→ Problem
Count how many lines of the rows below contain the string "hand", treating uppercase and lowercase as different. Give only the number.

→ Input for this task
____________________

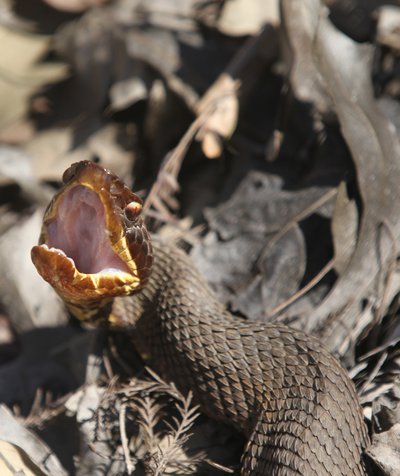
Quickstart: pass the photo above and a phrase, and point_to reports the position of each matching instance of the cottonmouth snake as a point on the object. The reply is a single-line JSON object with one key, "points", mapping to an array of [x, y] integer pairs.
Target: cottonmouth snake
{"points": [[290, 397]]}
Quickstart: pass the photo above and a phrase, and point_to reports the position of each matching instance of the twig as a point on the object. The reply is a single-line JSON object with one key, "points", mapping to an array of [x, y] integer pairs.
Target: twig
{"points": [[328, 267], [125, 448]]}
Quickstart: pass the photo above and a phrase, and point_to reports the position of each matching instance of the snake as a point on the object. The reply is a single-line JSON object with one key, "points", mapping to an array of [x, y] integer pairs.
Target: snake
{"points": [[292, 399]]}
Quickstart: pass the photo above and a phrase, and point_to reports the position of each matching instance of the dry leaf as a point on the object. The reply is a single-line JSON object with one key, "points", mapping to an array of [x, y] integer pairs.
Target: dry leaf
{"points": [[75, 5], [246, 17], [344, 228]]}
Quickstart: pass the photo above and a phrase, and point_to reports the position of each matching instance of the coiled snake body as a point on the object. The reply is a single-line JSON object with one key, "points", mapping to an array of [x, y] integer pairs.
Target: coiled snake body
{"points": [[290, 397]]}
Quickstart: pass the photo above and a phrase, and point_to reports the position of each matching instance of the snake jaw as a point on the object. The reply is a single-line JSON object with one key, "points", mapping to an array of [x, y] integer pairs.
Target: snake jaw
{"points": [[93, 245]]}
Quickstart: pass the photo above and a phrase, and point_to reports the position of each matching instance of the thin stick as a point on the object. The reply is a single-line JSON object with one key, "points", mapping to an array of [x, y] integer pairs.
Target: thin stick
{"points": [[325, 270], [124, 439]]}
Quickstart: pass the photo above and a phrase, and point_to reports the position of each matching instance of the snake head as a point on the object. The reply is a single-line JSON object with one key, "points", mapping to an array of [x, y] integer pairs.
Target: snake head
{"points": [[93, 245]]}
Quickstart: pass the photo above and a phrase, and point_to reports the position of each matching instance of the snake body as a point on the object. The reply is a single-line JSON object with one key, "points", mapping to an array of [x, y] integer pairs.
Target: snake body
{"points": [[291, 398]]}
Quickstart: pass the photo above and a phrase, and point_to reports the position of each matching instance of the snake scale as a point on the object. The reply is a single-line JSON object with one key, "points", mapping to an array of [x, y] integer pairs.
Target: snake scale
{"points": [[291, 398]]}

____________________

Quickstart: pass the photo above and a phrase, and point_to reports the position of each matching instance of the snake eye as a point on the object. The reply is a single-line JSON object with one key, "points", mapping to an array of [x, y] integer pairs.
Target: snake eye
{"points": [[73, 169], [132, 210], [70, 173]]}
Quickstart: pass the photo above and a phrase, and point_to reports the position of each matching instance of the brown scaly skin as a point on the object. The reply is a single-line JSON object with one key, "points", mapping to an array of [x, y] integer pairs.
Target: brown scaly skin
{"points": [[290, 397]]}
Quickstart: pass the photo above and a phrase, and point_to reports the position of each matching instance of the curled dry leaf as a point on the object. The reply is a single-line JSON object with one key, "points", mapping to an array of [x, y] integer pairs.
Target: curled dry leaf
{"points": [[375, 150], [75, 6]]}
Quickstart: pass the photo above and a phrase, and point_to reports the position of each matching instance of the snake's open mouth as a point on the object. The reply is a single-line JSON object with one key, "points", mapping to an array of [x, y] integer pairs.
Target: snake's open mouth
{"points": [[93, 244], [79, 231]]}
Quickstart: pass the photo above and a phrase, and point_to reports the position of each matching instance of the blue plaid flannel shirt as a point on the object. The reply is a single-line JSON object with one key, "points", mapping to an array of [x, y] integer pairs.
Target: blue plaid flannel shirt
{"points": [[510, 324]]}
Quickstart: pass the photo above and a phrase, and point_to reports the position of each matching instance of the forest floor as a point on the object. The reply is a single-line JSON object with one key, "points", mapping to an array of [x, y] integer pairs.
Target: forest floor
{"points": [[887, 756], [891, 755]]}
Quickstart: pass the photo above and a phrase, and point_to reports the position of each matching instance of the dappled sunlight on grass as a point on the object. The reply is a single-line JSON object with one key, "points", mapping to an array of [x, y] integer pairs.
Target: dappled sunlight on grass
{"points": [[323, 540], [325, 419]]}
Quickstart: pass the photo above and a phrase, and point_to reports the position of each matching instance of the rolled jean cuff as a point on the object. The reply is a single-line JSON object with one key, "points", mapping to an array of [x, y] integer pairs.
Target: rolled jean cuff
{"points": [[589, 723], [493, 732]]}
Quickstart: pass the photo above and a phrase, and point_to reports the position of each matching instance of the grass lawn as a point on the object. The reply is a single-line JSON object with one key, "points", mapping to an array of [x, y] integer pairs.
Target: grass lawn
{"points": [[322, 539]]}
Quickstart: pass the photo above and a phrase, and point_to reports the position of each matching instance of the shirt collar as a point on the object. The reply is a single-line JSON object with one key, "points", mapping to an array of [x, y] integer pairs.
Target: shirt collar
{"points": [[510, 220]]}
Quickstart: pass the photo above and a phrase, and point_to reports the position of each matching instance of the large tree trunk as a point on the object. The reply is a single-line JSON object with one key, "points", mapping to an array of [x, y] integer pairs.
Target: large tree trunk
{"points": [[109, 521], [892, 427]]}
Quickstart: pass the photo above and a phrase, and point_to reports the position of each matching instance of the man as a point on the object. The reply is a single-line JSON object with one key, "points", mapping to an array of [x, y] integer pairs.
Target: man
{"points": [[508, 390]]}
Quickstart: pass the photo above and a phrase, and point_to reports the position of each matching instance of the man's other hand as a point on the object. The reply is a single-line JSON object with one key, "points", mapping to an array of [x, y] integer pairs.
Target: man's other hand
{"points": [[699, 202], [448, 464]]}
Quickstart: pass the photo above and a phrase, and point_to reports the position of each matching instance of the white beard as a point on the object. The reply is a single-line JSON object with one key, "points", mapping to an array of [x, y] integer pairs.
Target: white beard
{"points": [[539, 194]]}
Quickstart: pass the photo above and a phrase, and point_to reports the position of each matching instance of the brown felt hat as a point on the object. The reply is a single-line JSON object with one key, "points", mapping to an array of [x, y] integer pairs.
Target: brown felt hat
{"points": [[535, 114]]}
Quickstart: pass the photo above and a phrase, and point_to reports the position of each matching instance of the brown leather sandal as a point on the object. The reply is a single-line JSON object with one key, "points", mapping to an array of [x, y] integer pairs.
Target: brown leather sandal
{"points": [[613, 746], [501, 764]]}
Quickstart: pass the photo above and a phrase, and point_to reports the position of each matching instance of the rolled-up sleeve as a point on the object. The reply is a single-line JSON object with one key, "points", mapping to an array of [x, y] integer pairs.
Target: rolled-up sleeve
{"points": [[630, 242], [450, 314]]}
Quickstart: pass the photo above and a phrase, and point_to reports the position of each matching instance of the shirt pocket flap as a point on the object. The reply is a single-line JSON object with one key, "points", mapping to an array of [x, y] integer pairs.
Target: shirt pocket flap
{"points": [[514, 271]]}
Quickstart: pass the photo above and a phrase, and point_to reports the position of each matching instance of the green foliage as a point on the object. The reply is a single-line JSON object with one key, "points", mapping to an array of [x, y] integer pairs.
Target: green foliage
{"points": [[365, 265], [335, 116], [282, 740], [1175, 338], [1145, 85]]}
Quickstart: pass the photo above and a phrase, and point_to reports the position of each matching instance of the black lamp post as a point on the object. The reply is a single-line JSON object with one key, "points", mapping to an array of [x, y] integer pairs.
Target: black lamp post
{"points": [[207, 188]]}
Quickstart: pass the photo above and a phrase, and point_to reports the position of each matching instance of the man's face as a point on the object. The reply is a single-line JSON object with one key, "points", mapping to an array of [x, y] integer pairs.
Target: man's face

____________________

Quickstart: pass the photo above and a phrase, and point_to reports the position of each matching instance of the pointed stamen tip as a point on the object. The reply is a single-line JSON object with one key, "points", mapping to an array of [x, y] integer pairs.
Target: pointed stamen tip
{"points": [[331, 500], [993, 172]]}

____________________

→ Finished task
2